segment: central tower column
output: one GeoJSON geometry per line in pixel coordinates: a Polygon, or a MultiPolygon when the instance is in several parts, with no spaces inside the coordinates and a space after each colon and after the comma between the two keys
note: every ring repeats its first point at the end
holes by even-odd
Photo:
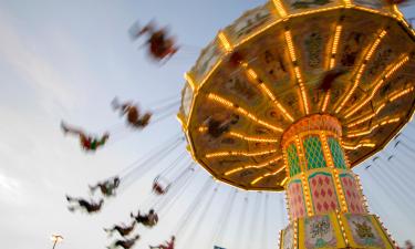
{"type": "Polygon", "coordinates": [[[280,248],[393,248],[386,230],[367,211],[359,177],[342,148],[342,127],[315,114],[282,136],[290,225],[280,248]]]}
________________
### SET TASK
Reproduce the rows above word for word, leaving out the picture.

### THE OUTPUT
segment: central tower column
output: one GeoJSON geometry per line in pixel coordinates: a Polygon, or a MultiPolygon when the instance is in several parts, with no spaces inside the coordinates and a space after each colon and after the comma between the two keys
note: every ring repeats its first point at the end
holes by even-odd
Photo:
{"type": "Polygon", "coordinates": [[[280,248],[393,248],[386,230],[367,211],[359,177],[342,148],[342,127],[315,114],[282,136],[290,225],[280,248]]]}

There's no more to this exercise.